▶ Exercise passage
* * * * *

The rich will get richer, and the poor, poorer. We’ve seen ample evidence. We also know that there is not a shred of morality to it. But here’s why it’s happening, according to the cited program and the report, and, failing any serious change in our national priorities, why it will only accelerate, and why this country cannot afford to let it happen.

 

It is statistically more probably the economically poorer student will be from a single-parent home, and that the parent will have neither the time, nor the financial, nor the educational history to assist the child. That child’s K-12 school system will be substantially inferior, compared to that of the more fortunate child. It will have older, outdated texts, poorer facilities and poorer, less current technological assets, and a poorer paid faculty. If there are student counselors to help guide the student to the most appropriate college or university, they will be fewer in number, more overburdened, and less qualified to render any genuinely useful assistance.

 

The less-advantaged student will be required to work, to pay some but not nearly all of the costs of attending college. He will have less time for study, and will have poorer grades as a consequence, in comparison with his better advantaged compatriot. It will take him longer to graduate, if he graduates at all. And whether he does or does not graduate, he will leave with an extraordinary debt burden; one that very likely will not be soon paid off. (Not an endorsement of the candidate, but a few days ago, Michelle Obama admitted that it was only three years ago when she and Barak finally paid their student loans off.)

* * * * *

▶ Your task
Can you reproduce the passage on unequal education word for word, from "The rich will" to "let it happen."?

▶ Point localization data
* * * * *

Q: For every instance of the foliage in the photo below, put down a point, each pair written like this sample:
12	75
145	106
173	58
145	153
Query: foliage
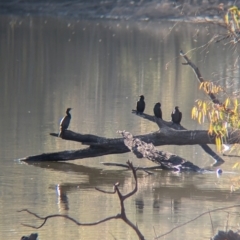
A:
232	21
220	116
232	15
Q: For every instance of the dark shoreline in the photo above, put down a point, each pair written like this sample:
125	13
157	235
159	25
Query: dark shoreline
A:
144	10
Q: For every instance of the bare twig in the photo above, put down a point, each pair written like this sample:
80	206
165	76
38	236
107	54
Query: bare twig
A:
121	215
211	221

* * * * *

▶ Output
The rich will get richer, and the poor, poorer. We’ve seen ample evidence. We also know that there is not a shred of morality to it. But here’s why it’s happening, according to the cited program and the report, and, failing any serious change in our national priorities, why it will only accelerate, and why this country cannot afford to let it happen.